ASSIGNMENT 1: In the article about the El Planta taco restaurant, how many tacos did El Planta sell during its 12 months at Wandering Cooks?
ASSIGNMENT 2: Decide whether each statement agrees with the article about the El Planta taco restaurant, answering yes or no and quoting the deciding words: (a) Jory and Gibson had their first date at the old Tuckeria at Central Brunswick in Fortitude Valley. (b) Gibson was the one who wrote a food blog while living in Thailand. (c) The El Planta pop-up operated only on weekends.
ASSIGNMENT 3: Continue the article about the El Planta taco restaurant from its last sentence.

READING PASSAGE:
+++

On a Friday evening in mid-June, two things happened to Adrienne Jory. First, she and partner Rick Gibson threw a grand-opening party for El Planta, their new plant-based taco restaurant. The second was a Facebook reminder of her and Gibson’s first date – 10 years ago to that day – at the old Tuckeria at Central Brunswick in Fortitude Valley.
“It was stupidly random,” Gibson says. “I guess we’ve both always loved tacos.”
But Jory and Gibson are also both vegetarian. And they’ve always struggled to find good plant-based tacos in and around Brisbane.
The decade since that first date has been full of all sorts of adventures – an extended period living (and, for Jory, food-blogging) in Thailand, a stint working in e-commerce back in Australia, and a wholesale salad company called The Whole Box. Most significant, though, was the decision to open a pop-up at popular Fish Lane food hub Wandering Cooks.
“We were offered a space for The Whole Box,” Gibson says. “We thought, ‘That’s not going to work.’ So we thought, ‘Let’s do plant-based tacos.’ It combines our two loves and it’s a lot more approachable.”
They named their pop-up El Planta. Almost immediately it was a roaring success – Gibson and Jory recently worked out that in its 12 months at Wandering Cooks El Planta shifted more than 25,000 tacos.
“Which was crazy,” Gibson says. “From a little pop-up, we ended up doing six nights a week. From there it was about building a following, a brand and something we could take with us. The goal was to have our own place in 12 months.”

+++

INFORMATION:
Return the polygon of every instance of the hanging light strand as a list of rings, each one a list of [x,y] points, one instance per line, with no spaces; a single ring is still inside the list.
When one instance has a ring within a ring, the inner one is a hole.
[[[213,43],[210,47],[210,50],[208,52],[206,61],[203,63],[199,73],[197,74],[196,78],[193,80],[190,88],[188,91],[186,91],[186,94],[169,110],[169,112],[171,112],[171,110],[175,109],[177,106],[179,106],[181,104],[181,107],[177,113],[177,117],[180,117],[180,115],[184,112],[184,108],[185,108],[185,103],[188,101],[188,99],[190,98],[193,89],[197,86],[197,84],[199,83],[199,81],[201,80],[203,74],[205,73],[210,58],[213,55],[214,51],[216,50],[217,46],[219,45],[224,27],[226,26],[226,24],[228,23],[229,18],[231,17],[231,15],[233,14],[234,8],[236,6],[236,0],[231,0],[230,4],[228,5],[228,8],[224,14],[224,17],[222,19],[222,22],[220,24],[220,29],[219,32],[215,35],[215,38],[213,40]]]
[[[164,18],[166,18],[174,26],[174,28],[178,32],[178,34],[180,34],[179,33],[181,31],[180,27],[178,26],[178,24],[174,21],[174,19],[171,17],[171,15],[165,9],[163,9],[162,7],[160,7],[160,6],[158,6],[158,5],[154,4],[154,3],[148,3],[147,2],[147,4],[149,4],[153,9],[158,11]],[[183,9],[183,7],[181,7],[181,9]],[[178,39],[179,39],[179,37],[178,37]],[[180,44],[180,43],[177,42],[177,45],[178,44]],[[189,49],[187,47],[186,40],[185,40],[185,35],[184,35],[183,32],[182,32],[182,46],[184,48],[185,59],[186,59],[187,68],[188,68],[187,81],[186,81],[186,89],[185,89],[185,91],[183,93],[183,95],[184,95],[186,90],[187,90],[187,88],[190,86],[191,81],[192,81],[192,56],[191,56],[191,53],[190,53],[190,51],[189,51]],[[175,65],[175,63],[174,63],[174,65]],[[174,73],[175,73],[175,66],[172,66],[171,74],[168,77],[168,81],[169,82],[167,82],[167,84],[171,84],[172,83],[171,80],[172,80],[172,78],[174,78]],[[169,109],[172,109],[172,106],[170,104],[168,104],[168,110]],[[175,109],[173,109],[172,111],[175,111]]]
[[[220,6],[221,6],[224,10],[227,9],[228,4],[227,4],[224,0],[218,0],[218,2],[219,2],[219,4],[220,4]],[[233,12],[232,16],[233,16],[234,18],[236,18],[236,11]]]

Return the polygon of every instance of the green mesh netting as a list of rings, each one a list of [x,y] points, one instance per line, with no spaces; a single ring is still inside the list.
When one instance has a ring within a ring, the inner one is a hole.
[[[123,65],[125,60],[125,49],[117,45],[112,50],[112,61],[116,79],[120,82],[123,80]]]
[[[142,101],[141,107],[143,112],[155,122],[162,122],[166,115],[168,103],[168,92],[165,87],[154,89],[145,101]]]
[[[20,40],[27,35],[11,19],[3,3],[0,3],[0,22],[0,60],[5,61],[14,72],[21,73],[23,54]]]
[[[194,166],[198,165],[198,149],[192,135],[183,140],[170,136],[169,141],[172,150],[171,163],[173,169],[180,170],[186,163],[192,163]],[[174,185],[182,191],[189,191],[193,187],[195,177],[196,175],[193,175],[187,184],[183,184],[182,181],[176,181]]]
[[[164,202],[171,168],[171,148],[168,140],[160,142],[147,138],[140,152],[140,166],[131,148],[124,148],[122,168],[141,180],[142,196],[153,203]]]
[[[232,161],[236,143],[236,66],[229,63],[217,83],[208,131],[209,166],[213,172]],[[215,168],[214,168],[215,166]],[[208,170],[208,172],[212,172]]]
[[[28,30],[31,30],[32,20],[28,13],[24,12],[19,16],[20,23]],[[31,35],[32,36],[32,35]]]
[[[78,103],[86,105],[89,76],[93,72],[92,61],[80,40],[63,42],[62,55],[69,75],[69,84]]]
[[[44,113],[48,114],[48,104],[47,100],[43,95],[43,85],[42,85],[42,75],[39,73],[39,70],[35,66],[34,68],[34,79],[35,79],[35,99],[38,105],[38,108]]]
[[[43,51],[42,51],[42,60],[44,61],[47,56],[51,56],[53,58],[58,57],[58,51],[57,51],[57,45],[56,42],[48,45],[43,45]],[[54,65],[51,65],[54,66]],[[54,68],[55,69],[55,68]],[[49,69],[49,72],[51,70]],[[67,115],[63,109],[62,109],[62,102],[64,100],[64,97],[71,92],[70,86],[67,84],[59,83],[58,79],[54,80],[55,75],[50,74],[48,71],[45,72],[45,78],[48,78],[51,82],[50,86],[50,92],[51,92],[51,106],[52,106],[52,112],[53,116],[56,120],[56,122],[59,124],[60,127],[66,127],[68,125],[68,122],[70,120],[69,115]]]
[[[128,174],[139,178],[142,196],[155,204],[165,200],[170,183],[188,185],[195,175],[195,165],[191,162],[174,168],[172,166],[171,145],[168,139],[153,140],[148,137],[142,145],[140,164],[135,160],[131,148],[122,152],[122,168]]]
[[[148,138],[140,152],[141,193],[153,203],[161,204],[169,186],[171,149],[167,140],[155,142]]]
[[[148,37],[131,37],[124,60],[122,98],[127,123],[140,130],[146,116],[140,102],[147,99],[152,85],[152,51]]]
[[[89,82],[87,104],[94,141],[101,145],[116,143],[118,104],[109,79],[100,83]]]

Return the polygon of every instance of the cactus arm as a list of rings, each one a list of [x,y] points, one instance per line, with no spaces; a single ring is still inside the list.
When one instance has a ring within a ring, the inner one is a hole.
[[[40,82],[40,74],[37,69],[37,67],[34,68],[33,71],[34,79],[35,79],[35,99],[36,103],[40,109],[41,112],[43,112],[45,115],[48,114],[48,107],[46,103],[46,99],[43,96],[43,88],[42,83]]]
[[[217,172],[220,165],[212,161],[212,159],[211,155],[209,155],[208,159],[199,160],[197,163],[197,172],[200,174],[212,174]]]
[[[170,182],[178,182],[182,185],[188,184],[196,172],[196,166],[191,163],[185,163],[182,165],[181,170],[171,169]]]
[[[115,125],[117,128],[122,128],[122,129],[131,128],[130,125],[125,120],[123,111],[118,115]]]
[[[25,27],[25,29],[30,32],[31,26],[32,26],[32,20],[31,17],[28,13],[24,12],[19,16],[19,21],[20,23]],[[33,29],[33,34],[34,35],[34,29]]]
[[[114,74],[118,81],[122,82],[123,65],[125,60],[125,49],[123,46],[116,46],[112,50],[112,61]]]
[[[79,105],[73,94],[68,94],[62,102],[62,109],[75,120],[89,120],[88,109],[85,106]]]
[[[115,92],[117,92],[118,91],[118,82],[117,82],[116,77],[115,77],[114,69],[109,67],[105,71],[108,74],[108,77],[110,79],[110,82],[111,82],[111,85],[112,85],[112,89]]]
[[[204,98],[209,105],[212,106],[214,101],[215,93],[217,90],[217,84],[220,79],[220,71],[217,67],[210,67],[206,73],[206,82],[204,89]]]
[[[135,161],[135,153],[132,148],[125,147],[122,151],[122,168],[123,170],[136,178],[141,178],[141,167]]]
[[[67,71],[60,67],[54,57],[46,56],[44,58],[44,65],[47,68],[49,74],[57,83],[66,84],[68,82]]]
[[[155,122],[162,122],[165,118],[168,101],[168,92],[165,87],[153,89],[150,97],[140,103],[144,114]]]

+++

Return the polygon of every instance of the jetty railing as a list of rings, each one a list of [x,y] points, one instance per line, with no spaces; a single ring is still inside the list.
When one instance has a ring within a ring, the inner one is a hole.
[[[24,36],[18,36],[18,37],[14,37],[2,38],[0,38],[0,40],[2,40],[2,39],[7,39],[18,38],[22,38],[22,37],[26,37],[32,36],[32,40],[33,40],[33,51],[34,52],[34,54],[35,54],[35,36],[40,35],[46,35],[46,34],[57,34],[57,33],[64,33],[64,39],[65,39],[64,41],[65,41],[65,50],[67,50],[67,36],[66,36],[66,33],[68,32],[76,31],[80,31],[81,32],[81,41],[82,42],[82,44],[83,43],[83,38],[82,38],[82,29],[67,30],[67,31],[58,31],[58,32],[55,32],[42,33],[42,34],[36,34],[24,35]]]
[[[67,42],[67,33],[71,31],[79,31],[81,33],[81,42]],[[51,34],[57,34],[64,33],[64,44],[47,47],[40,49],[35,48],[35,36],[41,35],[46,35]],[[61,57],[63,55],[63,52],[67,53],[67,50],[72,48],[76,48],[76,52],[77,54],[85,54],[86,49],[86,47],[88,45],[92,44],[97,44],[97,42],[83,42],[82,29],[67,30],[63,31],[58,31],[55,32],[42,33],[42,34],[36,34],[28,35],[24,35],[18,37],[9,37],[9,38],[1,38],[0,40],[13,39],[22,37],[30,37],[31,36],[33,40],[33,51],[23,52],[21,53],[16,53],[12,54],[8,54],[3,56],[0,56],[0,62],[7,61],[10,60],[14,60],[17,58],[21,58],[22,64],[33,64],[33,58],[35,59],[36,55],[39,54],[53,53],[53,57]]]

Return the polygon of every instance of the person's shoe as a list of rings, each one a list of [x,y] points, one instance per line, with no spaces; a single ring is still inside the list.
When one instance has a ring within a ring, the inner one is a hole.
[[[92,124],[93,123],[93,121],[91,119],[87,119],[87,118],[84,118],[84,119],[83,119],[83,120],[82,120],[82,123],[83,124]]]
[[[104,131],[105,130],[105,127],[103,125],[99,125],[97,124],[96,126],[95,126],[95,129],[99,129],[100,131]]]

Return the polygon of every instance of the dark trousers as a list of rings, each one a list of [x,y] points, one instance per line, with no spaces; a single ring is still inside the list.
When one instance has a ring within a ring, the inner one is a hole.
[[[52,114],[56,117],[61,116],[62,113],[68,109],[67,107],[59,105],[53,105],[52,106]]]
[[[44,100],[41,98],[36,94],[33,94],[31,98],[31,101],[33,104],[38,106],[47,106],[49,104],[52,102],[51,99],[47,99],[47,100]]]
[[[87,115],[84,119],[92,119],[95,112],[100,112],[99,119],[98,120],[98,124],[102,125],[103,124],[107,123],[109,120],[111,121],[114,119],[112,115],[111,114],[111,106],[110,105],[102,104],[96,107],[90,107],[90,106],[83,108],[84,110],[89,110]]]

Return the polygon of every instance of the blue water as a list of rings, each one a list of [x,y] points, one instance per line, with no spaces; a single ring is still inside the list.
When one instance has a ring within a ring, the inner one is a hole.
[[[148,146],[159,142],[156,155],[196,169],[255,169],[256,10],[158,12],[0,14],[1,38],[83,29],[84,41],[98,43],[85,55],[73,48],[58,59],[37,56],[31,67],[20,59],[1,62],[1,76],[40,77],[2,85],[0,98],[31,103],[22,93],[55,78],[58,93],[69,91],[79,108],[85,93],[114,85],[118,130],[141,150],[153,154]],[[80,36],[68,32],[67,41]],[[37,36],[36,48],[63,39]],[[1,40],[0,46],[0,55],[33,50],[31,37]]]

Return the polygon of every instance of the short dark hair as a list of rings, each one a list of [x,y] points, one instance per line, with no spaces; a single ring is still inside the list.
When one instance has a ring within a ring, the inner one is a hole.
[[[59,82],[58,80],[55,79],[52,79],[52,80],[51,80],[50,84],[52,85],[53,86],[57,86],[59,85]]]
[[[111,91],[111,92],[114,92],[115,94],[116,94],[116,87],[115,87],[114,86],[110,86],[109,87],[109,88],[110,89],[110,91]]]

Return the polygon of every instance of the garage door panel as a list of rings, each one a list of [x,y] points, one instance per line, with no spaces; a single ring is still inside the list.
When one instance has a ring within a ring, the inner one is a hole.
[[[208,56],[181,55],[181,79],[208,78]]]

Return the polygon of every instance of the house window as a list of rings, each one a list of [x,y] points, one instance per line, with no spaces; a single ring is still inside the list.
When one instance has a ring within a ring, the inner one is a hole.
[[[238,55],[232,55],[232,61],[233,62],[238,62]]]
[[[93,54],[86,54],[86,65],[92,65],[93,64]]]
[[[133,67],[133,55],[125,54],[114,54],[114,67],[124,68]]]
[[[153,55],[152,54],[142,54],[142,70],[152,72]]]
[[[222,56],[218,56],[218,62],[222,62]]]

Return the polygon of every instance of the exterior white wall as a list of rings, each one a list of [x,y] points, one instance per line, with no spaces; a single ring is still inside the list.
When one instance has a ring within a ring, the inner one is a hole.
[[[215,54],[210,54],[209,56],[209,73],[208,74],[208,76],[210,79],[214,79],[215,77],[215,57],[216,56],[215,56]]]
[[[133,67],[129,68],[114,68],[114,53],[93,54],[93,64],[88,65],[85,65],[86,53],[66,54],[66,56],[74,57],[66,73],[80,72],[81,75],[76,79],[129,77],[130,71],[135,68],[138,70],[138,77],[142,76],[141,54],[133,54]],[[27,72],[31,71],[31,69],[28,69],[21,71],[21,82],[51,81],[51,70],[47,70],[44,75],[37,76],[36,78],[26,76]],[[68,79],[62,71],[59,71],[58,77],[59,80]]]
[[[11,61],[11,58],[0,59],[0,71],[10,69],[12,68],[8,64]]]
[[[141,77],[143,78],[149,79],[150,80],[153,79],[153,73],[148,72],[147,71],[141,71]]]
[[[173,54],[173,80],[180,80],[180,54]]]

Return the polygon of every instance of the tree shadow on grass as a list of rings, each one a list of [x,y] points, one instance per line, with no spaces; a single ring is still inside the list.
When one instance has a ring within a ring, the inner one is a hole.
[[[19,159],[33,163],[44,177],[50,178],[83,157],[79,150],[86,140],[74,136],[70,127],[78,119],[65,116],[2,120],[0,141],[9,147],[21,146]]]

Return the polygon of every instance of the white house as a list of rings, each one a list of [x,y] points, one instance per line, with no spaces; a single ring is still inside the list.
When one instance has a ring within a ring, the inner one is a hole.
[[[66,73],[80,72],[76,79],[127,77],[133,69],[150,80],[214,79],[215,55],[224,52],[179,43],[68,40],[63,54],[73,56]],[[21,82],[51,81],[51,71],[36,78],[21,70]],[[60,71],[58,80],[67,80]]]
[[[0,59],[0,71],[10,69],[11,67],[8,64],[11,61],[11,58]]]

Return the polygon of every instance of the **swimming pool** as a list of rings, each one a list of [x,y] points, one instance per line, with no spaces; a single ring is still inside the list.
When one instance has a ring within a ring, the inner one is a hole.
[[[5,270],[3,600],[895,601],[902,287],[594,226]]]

+++

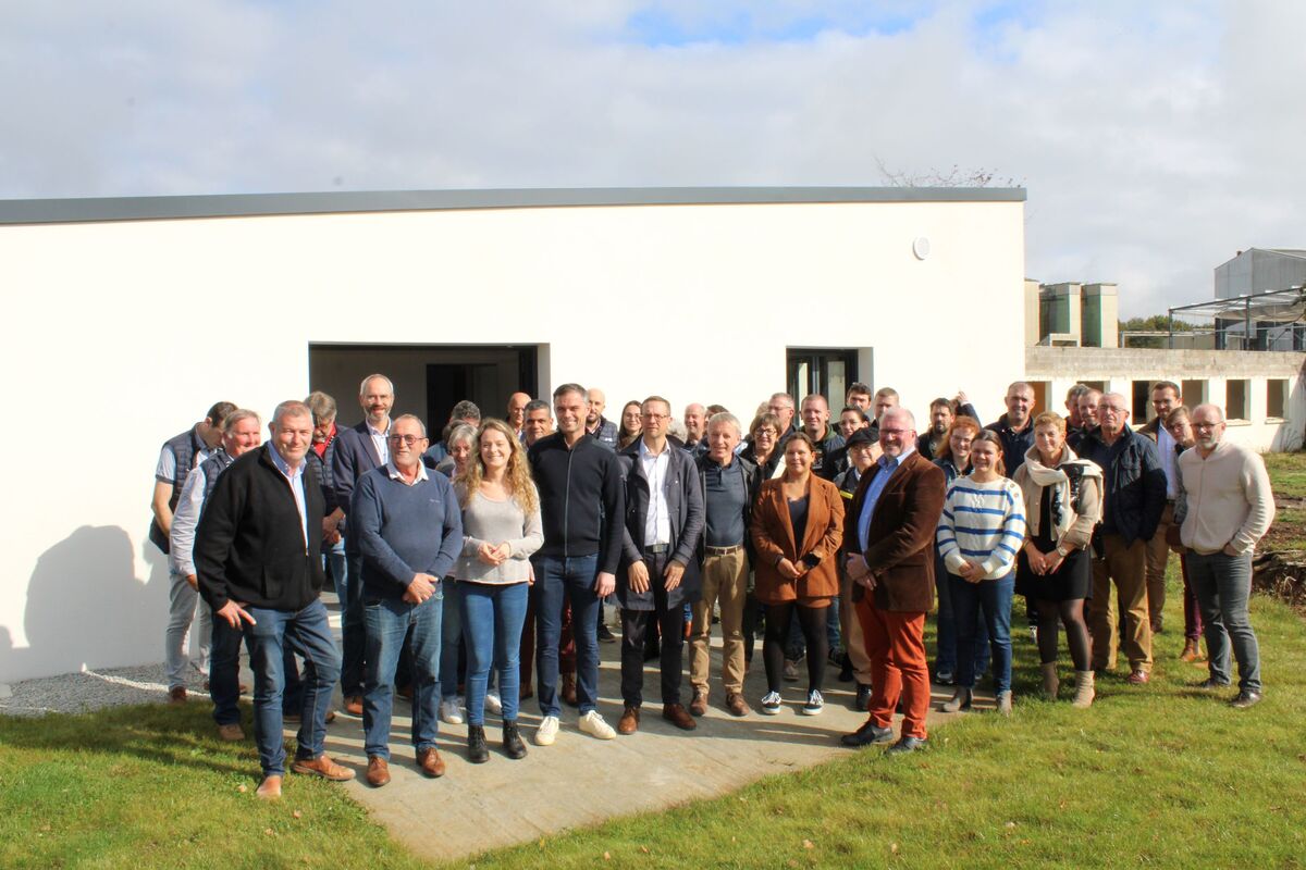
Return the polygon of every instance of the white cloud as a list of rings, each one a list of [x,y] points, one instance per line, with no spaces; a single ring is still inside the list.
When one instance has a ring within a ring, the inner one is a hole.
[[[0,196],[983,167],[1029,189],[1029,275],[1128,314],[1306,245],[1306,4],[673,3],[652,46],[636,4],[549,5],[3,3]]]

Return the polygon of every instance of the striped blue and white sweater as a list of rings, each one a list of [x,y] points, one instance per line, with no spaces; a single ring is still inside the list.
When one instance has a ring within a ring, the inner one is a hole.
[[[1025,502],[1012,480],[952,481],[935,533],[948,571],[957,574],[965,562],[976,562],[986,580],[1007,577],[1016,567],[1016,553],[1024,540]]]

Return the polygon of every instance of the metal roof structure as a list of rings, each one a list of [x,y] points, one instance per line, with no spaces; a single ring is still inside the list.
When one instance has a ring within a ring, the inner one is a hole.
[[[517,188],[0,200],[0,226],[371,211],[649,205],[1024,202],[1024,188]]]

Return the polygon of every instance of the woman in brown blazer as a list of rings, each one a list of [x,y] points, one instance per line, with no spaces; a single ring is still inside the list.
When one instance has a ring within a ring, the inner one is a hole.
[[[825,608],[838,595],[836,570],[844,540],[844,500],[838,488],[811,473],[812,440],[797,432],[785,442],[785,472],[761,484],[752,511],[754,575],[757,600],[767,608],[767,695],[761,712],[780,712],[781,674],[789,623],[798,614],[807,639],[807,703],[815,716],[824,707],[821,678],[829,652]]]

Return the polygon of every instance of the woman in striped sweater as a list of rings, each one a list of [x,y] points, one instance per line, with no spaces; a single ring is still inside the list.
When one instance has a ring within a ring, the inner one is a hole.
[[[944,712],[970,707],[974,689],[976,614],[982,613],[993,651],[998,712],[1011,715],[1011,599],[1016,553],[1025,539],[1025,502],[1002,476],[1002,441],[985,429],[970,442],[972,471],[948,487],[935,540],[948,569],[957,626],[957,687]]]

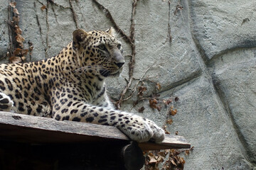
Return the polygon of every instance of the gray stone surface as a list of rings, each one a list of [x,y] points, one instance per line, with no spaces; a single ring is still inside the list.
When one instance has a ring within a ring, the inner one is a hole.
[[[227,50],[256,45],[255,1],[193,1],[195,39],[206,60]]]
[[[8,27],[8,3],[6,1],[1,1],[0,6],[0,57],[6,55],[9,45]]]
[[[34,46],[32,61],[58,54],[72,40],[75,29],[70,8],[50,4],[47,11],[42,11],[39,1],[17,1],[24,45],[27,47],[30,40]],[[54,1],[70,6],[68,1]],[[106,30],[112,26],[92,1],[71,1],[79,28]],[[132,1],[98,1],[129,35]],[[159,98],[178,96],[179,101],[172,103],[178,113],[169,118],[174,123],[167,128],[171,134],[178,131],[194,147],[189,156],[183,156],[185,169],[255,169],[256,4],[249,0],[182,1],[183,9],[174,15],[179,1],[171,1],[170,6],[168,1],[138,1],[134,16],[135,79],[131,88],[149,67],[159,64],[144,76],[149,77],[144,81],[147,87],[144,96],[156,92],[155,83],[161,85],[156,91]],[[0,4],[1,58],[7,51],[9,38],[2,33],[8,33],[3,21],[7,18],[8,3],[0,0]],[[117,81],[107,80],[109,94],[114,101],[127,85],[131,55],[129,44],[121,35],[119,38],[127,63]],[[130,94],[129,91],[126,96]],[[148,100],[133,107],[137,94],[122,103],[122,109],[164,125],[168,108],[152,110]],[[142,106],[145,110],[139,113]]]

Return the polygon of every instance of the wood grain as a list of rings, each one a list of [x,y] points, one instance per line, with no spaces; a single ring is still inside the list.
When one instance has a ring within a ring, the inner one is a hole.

+++

TASK ANSWER 1: More than 25,000 tacos.

TASK ANSWER 2:
(a) Yes: "at the old Tuckeria at Central Brunswick in Fortitude Valley"
(b) No: "(and, for Jory, food-blogging)"
(c) No: "we ended up doing six nights a week"

TASK ANSWER 3:
That goal became a reality on the weekend when El Planta officially opened as a restaurant on Hope Street in South Brisbane, little more than a stone’s throw away from Wandering Cooks. It’s taken longer than the planned 12 months, the Covid-19 pandemic dictating a switch to takeaway and a small sidewalk dining operation when punters were first allowed to return to restaurants, but that gave Jory and Gibson extra time to enlist the help of family to produce an unfussy, homely space in a small tenancy previously occupied by Ol’ School. The walls are covered in photos and framed prints, while the venue’s floor-to-ceiling glass window has been lined with a neat cactus garden. Inside, the space is dominated by a single large communal table. Outside, there’s a scattering of tables and a church pew.
“We wanted it to feel like you were coming over to our place for dinner,” Gibson says. “That’s why we built the table. All the best food is designed to be shared. That’s the spirit of El Planta: everyone sitting together and coming together, even though it’s a bit harder during Covid-19.”
Out back, Jory is preparing a simple menu of tacos and smaller snacks. In terms of Mexican-inspired food, think fresh, flavourful and colourful rather than over-the-top Tex-Mex.
For tacos, variations include roasted and flame-grilled cauliflower with toasted cashews and cascabel salsa; blistered eggplant with cashew crema, salsa macha and toasted peanuts; and jackfruit with adobo sauce, grilled pineapple and salsa verde. For now there’s just one main meal – a rich chilli stew of mushroom stem and potatoes – while snacks include house-made guac and corn chips, grilled corn with a chipotle vegan mayonnaise, and house-pickled jalapeños and vegetables.
Drinks are Mexican beers, a slick selection of wines put together by Happy Boy’s Nick Turner, and a bunch of Latin American-inspired cocktails such as Margaritas, Diablo Verdes and Palomas that are being prepared with house-made mixers.
“Our aim was always to get people to eat more plants,” Gibson says. “We figured out if we can make plants really damn tasty, people might be able to eat better meat [in their everyday lives] because they’re eating less of it … Tacos are super approachable, no one’s offended by tacos. If someone’s not vegan they’ll still eat vegan tacos.”